*Exercise objective*.
Please copy the material below, swapping every "Find" for "Locate" and changing nothing else. Leave the pictures out of your answer.

*Input*.
::::

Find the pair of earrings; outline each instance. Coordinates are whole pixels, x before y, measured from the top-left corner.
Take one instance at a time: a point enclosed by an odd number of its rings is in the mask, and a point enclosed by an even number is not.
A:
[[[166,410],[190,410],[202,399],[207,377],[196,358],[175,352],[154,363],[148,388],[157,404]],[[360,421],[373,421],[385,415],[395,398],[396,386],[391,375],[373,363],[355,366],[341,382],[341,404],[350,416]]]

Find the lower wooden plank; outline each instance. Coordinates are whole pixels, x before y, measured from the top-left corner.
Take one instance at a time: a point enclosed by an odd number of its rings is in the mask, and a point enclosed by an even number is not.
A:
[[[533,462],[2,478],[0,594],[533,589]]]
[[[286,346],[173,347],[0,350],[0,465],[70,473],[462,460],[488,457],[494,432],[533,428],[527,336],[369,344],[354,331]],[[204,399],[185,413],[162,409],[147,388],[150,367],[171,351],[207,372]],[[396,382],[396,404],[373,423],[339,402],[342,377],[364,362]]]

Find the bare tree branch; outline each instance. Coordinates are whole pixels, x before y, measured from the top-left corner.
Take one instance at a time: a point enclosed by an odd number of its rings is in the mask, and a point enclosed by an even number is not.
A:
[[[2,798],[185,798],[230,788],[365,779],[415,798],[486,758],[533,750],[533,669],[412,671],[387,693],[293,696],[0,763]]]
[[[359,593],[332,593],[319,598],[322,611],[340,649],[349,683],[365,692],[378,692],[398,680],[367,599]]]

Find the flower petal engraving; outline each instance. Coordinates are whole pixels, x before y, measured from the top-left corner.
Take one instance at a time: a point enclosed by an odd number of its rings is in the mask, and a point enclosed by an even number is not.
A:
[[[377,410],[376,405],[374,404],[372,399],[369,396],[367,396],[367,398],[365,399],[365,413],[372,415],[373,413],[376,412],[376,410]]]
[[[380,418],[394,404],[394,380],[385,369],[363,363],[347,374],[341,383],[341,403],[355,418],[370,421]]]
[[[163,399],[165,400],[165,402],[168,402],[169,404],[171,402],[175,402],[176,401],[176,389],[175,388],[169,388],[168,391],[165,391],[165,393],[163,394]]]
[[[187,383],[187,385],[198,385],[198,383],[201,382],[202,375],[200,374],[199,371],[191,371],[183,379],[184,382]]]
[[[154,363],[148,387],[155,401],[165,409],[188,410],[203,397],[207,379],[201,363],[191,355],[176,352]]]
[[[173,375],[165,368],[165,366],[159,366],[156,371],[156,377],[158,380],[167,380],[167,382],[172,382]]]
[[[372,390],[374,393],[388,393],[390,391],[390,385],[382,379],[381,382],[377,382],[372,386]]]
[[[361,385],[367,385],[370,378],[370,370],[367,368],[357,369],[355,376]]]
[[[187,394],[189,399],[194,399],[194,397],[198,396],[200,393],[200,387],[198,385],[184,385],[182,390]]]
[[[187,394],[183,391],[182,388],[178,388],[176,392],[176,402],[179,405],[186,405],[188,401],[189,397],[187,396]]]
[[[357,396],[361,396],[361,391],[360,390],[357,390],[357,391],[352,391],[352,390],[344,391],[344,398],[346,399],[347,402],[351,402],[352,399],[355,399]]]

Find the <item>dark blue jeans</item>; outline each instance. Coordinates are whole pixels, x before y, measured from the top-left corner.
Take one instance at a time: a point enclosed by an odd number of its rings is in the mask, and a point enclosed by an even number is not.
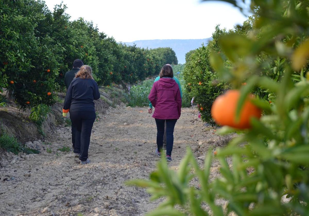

::::

*Written solution*.
Locate the pair of earrings; outline each instance. Coordinates are whole pixels, x before y, measured from the top-left corner.
Take one instance at a time: a point enclosed by an odd number of its rings is in the mask, and a point enclosed by an even number is not.
A:
[[[166,410],[190,410],[202,399],[207,377],[196,358],[175,352],[154,363],[148,388],[157,404]],[[360,421],[373,421],[385,415],[395,398],[396,386],[391,375],[373,363],[355,366],[341,382],[341,404],[350,416]]]

Locate the lower wooden plank; outline each instance. Coordinates are whole pixels, x before y, measured from the top-left corner.
Take one instance at a time: a point enclosed by an odd number of its rings is in the mask, and a point enclosed by an even number is not.
A:
[[[533,462],[2,478],[0,594],[533,589]]]
[[[286,346],[173,347],[0,350],[0,465],[70,473],[462,460],[488,457],[494,432],[533,428],[527,336],[369,344],[354,331]],[[204,399],[185,413],[162,409],[147,388],[150,367],[171,351],[207,372]],[[396,382],[396,404],[373,423],[339,402],[342,377],[364,362]]]

Locate the bare tree branch; outline each instance. Coordinates are whole pixels, x before y, measured from the top-left corner.
Take one instance at a time: a point enclosed by an odd number of its rings is in the mask, and a point enclosed by an even number is not.
A:
[[[2,798],[185,798],[230,788],[365,779],[415,798],[486,758],[533,750],[533,669],[412,671],[387,693],[293,696],[0,763]]]
[[[359,593],[332,593],[319,598],[322,611],[340,649],[349,683],[365,692],[378,692],[398,680],[367,599]]]

Locate the flower petal engraving; outline each instance. Coordinates are whole pixels, x before y, measured from the top-left corner.
Take one instance at a time: a point enclosed by an odd number of its rings is in the mask, and a point enclosed by an even number is not.
A:
[[[377,410],[376,405],[374,404],[372,399],[369,396],[367,396],[367,398],[365,399],[365,413],[372,415],[373,413],[376,412],[376,410]]]
[[[380,418],[394,404],[394,380],[385,369],[363,363],[347,374],[341,383],[341,403],[355,418],[370,421]]]
[[[163,399],[165,400],[165,402],[168,402],[169,404],[171,402],[175,402],[176,401],[176,389],[175,388],[169,388],[168,391],[165,391],[165,393],[163,394]]]
[[[187,383],[187,385],[198,385],[198,383],[201,382],[202,375],[200,374],[199,371],[191,371],[183,379],[184,382]]]
[[[154,363],[148,387],[155,401],[165,409],[188,410],[203,397],[207,379],[201,363],[191,355],[176,352]]]
[[[173,375],[165,368],[165,366],[159,366],[156,371],[156,377],[158,380],[167,380],[167,382],[172,382]]]
[[[372,390],[374,393],[388,393],[390,391],[390,385],[382,379],[381,382],[377,382],[372,386]]]
[[[361,385],[367,385],[370,378],[370,370],[367,368],[357,369],[355,376]]]
[[[187,394],[189,399],[194,399],[194,397],[198,396],[200,393],[200,387],[198,385],[184,385],[182,390]]]
[[[187,394],[183,391],[182,388],[178,388],[176,392],[176,402],[179,405],[186,405],[188,401],[189,397],[187,396]]]
[[[357,396],[361,396],[361,391],[360,390],[357,390],[357,391],[352,391],[352,390],[344,391],[344,398],[346,399],[347,402],[351,402],[352,399],[355,399]]]

Locate the <item>dark blue jeans</item>; outline each instance. Coordinates are whole pixels, x before y, measured from the top-left corner.
Take one instance at a time: a point enclosed by an odd number of its rings is in the mask, and a point enclosed by an even number is not.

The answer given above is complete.